What is asked:
Please update the entries below by replacing every "dropped" with "placed", then write them out again with nothing else changed.

Items listed in a dataset
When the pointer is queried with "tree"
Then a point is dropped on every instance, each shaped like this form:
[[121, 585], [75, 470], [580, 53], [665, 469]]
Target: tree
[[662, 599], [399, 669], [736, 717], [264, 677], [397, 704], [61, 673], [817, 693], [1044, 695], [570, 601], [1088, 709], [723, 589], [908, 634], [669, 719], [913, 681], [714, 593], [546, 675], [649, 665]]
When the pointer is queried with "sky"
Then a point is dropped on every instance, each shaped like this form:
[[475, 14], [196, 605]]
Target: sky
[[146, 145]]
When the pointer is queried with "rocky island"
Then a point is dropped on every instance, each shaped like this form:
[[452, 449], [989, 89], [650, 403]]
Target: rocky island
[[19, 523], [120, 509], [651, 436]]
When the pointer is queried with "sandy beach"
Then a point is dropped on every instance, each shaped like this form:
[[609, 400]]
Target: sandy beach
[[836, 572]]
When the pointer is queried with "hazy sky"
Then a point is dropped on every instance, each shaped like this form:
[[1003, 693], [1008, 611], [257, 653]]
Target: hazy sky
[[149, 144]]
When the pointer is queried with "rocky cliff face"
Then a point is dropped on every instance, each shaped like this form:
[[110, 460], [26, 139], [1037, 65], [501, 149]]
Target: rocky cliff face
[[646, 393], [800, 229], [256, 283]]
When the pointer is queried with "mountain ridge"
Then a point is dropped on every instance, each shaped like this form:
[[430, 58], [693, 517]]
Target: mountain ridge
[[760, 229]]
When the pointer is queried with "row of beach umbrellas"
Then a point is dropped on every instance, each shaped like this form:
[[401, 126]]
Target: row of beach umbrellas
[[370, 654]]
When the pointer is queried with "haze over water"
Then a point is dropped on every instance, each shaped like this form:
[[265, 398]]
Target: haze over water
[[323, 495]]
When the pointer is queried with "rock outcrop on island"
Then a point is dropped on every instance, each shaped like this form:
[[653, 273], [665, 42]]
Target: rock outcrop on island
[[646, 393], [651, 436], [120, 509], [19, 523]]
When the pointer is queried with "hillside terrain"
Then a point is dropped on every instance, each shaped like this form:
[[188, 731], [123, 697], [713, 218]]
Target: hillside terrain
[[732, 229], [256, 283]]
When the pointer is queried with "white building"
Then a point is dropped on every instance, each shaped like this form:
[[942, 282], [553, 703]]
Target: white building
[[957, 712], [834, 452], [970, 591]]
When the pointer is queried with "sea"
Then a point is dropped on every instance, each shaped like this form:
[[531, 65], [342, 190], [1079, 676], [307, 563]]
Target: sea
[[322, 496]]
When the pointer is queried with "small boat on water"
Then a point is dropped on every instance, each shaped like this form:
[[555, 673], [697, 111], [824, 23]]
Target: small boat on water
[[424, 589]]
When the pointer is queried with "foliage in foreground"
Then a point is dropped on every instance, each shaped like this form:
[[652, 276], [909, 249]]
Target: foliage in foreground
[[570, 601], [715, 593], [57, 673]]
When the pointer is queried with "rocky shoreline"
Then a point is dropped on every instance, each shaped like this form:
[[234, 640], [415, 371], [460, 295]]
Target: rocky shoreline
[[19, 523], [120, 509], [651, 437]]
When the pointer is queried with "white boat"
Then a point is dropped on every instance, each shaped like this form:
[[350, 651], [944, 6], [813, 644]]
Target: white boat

Complete response:
When the pointer is queried with "tree"
Then a point is placed on every instance, each shaped like this form:
[[121, 585], [75, 470], [580, 53], [665, 469]]
Target: tree
[[662, 599], [399, 669], [736, 717], [264, 677], [397, 704], [61, 673], [817, 693], [1044, 695], [570, 601], [1088, 709], [723, 589], [908, 634], [669, 719], [913, 681], [714, 593], [546, 675], [649, 665]]
When the pointer is queried with "sky"
Then a point is placed on every instance, each shaped like this form:
[[475, 14], [196, 605]]
Target: sky
[[146, 145]]
When the pointer is queried with "rocky island"
Then a point is placed on every instance, each shaped like this form:
[[452, 449], [989, 89], [650, 403]]
Target: rocky island
[[19, 523], [120, 509], [651, 436]]
When the pointer is queried with "sandy beach"
Then a point is placed on every instance, each shaped like this form:
[[609, 400]]
Target: sandy beach
[[836, 572]]
When the pointer is queried with "hazy sky"
Then a point is placed on every instance, each shaped like this form:
[[1003, 693], [1008, 611], [257, 653]]
Target: hazy sky
[[149, 144]]
When the pointer is queried with "rocky cliff face"
Then a point is placed on every instance, each shaped like this form:
[[110, 460], [26, 139], [1037, 65], [501, 149]]
Target: rocky cliff face
[[646, 393], [800, 229], [256, 283]]
When the pointer is queried with "mountain ridge"
Then a point is placed on every instance, each shaped like this form:
[[430, 58], [693, 517]]
Target: mountain ridge
[[760, 229]]
When the pointer is queried with "row of beach umbrellas"
Then a point is placed on every instance, each shaped like this form:
[[401, 126]]
Target: row of beach umbrellas
[[370, 654]]
When the pointer is queried with "haze over water"
Then a point is placed on every instance, each shaped like this form:
[[265, 398]]
Target: haze over water
[[323, 495]]
When the pointer is queried with "rock outcrop on island"
Then a point is placed on every instance, each shaped like this form:
[[653, 273], [665, 42]]
Target: rock outcrop on island
[[646, 393], [651, 436], [120, 509], [19, 523]]
When the pointer is queried with "hillside terrain"
Then a point is placed on every instance, each shaped like this form:
[[188, 731], [123, 697], [713, 218]]
Target: hillside terrain
[[732, 229], [256, 283]]
When the pointer is queried with "white building"
Then a point is placed on every instance, each shaped like this form:
[[942, 282], [553, 703]]
Target: white building
[[957, 712], [834, 452], [970, 591]]
When the pointer is queried with "sea"
Then a point is placed on every instance, each shaped like this form:
[[531, 65], [342, 190], [1079, 676], [307, 563]]
Target: sea
[[322, 496]]
When the pointer is queried with "small boat on water"
Then a point is placed on every instance, each shaped like this form:
[[555, 673], [697, 111], [824, 23]]
Target: small boat on water
[[424, 589]]
When the pointer is queried with "foliage in foreground"
Then a point is placed on every instance, each shaped like this form:
[[652, 276], [909, 249]]
Target: foliage in foreground
[[570, 601], [715, 593], [57, 673]]
When the pointer is queried with "rocky shoreline"
Then a point is placed on every instance, each shaped like this form:
[[234, 640], [415, 371], [460, 295]]
Target: rocky shoreline
[[19, 523], [120, 509], [651, 437]]
When the pointer is queried with "white boat"
Then a point is placed on every instance, each shaped like this form:
[[350, 651], [944, 6], [813, 644]]
Target: white boat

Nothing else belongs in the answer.